**WHAT YOU NEED TO DO**
Rewrite every line of the data from the line containing "of the concrete" through the end of the data, both ends included. Leave everything unchanged except that each answer coordinate is increased by 39.

**MATERIAL FOR THIS EXERCISE**
▬▬▬▬▬▬▬▬▬▬
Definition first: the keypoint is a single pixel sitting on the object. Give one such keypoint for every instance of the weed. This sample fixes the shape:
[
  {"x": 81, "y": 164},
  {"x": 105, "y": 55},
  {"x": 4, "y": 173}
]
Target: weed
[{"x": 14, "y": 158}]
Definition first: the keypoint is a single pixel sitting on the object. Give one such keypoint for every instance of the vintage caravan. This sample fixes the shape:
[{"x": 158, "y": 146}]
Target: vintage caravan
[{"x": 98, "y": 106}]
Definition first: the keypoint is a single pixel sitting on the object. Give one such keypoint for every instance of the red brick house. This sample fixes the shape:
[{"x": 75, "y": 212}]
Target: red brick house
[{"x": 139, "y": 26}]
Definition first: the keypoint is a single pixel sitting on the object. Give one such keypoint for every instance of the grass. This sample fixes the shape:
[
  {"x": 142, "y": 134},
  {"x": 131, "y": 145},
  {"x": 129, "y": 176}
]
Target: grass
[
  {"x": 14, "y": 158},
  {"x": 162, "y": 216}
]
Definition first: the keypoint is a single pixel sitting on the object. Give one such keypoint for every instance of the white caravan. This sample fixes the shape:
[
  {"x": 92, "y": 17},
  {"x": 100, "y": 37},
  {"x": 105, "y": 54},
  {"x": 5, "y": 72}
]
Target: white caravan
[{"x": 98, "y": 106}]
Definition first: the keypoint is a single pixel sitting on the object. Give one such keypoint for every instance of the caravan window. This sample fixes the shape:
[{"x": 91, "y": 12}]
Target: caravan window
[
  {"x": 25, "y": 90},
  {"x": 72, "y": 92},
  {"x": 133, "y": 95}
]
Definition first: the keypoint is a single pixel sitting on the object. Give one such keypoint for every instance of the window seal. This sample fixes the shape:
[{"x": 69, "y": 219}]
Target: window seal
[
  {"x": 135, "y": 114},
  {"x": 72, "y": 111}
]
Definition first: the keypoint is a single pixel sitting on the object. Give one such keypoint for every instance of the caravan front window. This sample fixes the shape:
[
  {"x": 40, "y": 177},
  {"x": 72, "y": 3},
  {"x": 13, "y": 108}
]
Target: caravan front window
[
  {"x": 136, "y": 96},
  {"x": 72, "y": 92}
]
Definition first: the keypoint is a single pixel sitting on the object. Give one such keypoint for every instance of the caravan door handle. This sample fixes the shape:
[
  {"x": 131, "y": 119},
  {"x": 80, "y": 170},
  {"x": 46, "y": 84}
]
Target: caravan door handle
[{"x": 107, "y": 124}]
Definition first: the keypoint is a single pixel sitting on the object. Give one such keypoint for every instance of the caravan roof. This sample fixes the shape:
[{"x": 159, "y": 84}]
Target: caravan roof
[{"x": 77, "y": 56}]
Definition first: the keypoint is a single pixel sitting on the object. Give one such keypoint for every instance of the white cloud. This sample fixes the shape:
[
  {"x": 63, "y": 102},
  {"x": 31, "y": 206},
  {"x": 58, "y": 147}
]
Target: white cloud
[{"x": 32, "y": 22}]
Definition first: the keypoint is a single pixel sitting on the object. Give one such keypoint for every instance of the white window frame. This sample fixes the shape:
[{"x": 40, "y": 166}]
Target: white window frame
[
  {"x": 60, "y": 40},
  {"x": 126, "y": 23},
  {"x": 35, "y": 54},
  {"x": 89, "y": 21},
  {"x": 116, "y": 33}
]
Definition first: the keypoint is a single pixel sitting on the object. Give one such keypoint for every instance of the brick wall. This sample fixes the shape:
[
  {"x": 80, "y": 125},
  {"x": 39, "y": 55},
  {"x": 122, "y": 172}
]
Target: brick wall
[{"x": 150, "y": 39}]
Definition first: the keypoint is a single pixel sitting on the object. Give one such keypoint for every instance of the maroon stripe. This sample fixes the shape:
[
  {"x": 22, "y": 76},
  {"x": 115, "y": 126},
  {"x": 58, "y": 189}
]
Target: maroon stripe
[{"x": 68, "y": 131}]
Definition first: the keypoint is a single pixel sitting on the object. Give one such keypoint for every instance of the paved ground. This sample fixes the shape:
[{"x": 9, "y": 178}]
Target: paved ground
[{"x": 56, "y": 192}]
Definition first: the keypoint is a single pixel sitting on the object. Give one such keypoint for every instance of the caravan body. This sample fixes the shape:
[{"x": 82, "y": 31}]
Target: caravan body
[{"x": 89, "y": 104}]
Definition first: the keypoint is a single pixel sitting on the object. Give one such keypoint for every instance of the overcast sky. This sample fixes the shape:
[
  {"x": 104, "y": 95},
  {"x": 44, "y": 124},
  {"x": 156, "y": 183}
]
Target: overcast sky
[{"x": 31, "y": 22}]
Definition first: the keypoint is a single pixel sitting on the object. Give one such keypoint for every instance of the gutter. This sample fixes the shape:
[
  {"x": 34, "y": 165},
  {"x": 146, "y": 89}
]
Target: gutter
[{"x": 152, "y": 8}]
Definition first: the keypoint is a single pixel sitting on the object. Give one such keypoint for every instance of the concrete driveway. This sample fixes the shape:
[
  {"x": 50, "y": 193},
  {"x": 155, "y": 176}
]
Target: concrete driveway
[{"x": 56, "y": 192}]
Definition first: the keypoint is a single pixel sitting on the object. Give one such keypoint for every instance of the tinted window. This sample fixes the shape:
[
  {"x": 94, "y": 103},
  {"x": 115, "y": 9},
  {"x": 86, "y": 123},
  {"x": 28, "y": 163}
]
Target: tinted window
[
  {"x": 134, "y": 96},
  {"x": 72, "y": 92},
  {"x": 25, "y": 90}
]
▬▬▬▬▬▬▬▬▬▬
**TASK SOLUTION**
Definition first: the keypoint is a single pixel sitting on the object. Give one such keypoint for every instance of the concrete driveway. This sample fixes the shape:
[
  {"x": 50, "y": 193},
  {"x": 155, "y": 176}
]
Target: concrete driveway
[{"x": 95, "y": 231}]
Definition first: the keypoint is a single pixel sitting on the object. Give one such keypoint for every instance of the tinted window. This sample fixes the shape:
[
  {"x": 94, "y": 103},
  {"x": 115, "y": 9},
  {"x": 86, "y": 123},
  {"x": 28, "y": 163}
]
Target: tinted window
[
  {"x": 173, "y": 135},
  {"x": 111, "y": 131},
  {"x": 64, "y": 129}
]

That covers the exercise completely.